[Quoted passage]:

This variable is used within the Warrior to show the HTML at the top of the page.

Note, this could be potentially be used to show important messages using <p class="projectBroadcastMessage"></p>. However, manual script users will not see anything related to this variable so you may want to print out any important messages instead.

pipeline variable

Here's a real chunk of code.

pipeline = Pipeline(
  # request an item from the tracker (using the universal-tracker protocol)
  # the downloader variable will be set by the warrior environment
  #
  # this task will wait for an item and sets item["item_name"] to the item name
  # before finishing
  GetItemFromTracker("http://%s/%s" % (TRACKER_HOST, TRACKER_ID), downloader, VERSION),

  # create the directories and initialize the filenames (see above)
  # warc_prefix is the first part of the warc filename
  #
  # this task will set item["item_dir"] and item["warc_file_base"]
  PrepareDirectories(warc_prefix="posterous.com"),

  # execute Wget+Lua
  #
  # the ItemInterpolation() objects are resolved during runtime
  # (when there is an Item with values that can be added to the strings)
  WgetDownload([ WGET_LUA,
      "-U", USER_AGENT,
      "-nv",
      "-o", ItemInterpolation("%(item_dir)s/wget.log"),
      "--no-check-certificate",
      "--output-document", ItemInterpolation("%(item_dir)s/wget.tmp"),
      "--truncate-output",
      "-e", "robots=off",
      "--rotate-dns",
      "--recursive", "--level=inf",
      "--page-requisites",
      "--span-hosts", 
      "--domains", ItemInterpolation("%(item_name)s,s3.amazonaws.com,files.posterous.com,"
        "getfile.posterous.com,getfile0.posterous.com,getfile1.posterous.com,"
        "getfile2.posterous.com,getfile3.posterous.com,getfile4.posterous.com,"
        "getfile5.posterous.com,getfile6.posterous.com,getfile7.posterous.com,"
        "getfile8.posterous.com,getfile9.posterous.com,getfile10.posterous.com"),
      "--reject-regex", r"\.com/login",
      "--timeout", "60",
      "--tries", "20",
      "--waitretry", "5",
      "--lua-script", "posterous.lua",
      "--warc-file", ItemInterpolation("%(item_dir)s/%(warc_file_base)s"),
      "--warc-header", "operator: Archive Team",
      "--warc-header", "posterous-dld-script-version: " + VERSION,
      "--warc-header", ItemInterpolation("posterous-user: %(item_name)s"),
      ItemInterpolation("http://%(item_name)s/")

[Information shown]:
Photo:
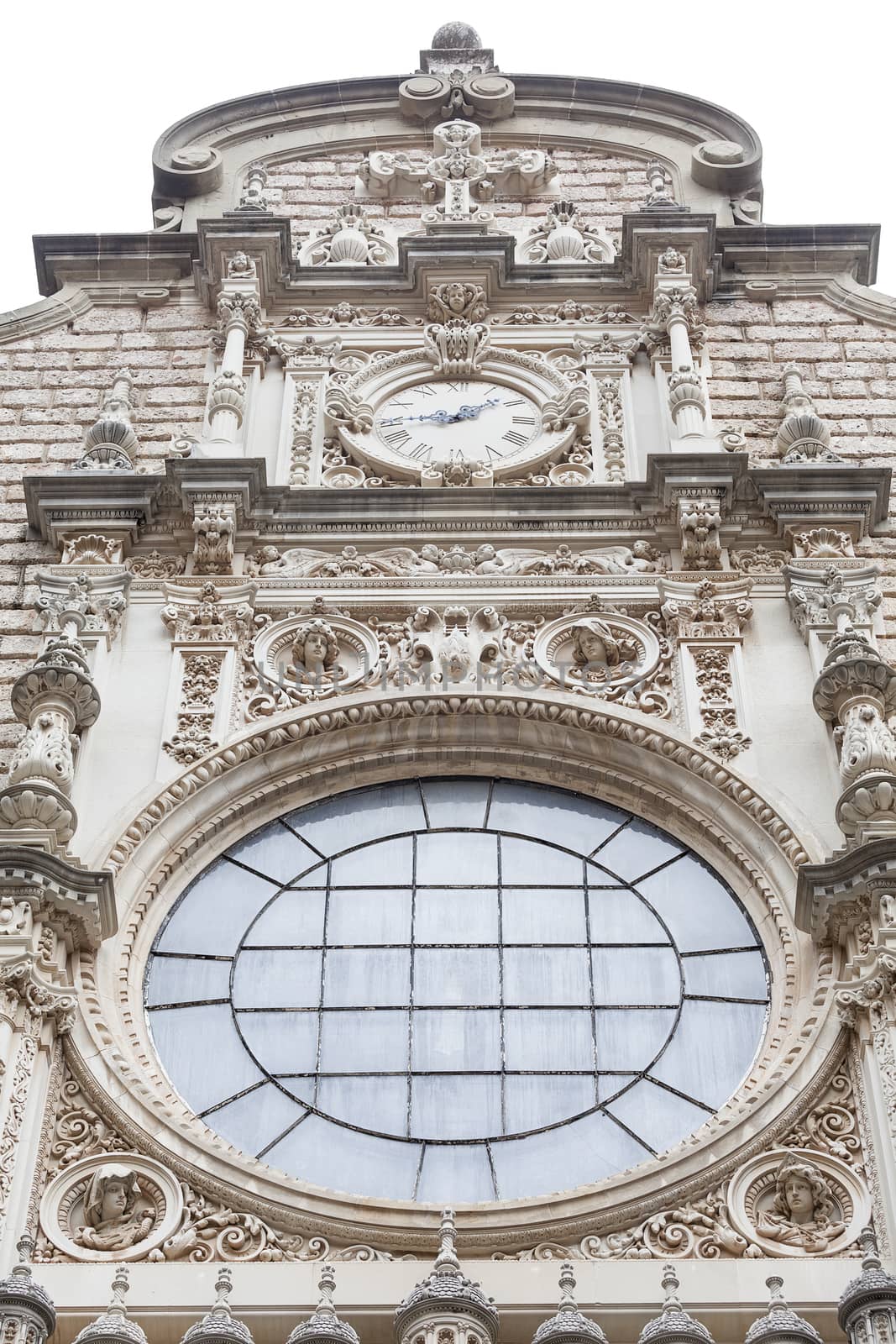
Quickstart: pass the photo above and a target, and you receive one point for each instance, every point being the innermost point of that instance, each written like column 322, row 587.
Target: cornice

[The task]:
Continue the Warrior pipeline code walkthrough above from the point where it stops.

[Response for this exercise]:
    ],
    max_tries = 2,
    # check this: which Wget exit codes count as a success?
    accept_on_exit_code = [ 0, 8 ],
  ),

  # this will set the item["stats"] string that is sent to the tracker (see below)
  PrepareStatsForTracker(
    # there are a few normal values that need to be sent
    defaults = { "downloader": downloader, "version": VERSION },
    # this is used for the size counter on the tracker:
    # the groups should correspond with the groups set configured on the tracker
    file_groups = {
      # there can be multiple groups with multiple files
      # file sizes are measured per group
      "data": [ ItemInterpolation("%(item_dir)s/%(warc_file_base)s.warc.gz") ]
    },
  ),

  # remove the temporary files, move the warc file from
  # item["item_dir"] to item["data_dir"]
  MoveFiles(),
  
  # there can be multiple items in the pipeline, but this wrapper ensures
  # that there is only one item uploading at a time
  #
  # the NumberConfigValue can be changed in the configuration panel
  LimitConcurrent(NumberConfigValue(min=1, max=4, default="1",
    name="shared:rsync_threads", title="Rsync threads", 
    description="The maximum number of concurrent uploads."),
    # this upload task asks the tracker for an upload target
    # this can be HTTP or rsync and can be changed in the tracker admin panel
    UploadWithTracker(
      "http://%s/%s" % (TRACKER_HOST, TRACKER_ID),
      downloader = downloader,
      version = VERSION,
      # list the files that should be uploaded.
      # this may include directory names.
      # note: HTTP uploads will only upload the first file on this list
      files = [
        ItemInterpolation("%(data_dir)s/%(warc_file_base)s.warc.gz")
      ],
      # the relative path for the rsync command
      # (this defines if the files are uploaded to a subdirectory on the server)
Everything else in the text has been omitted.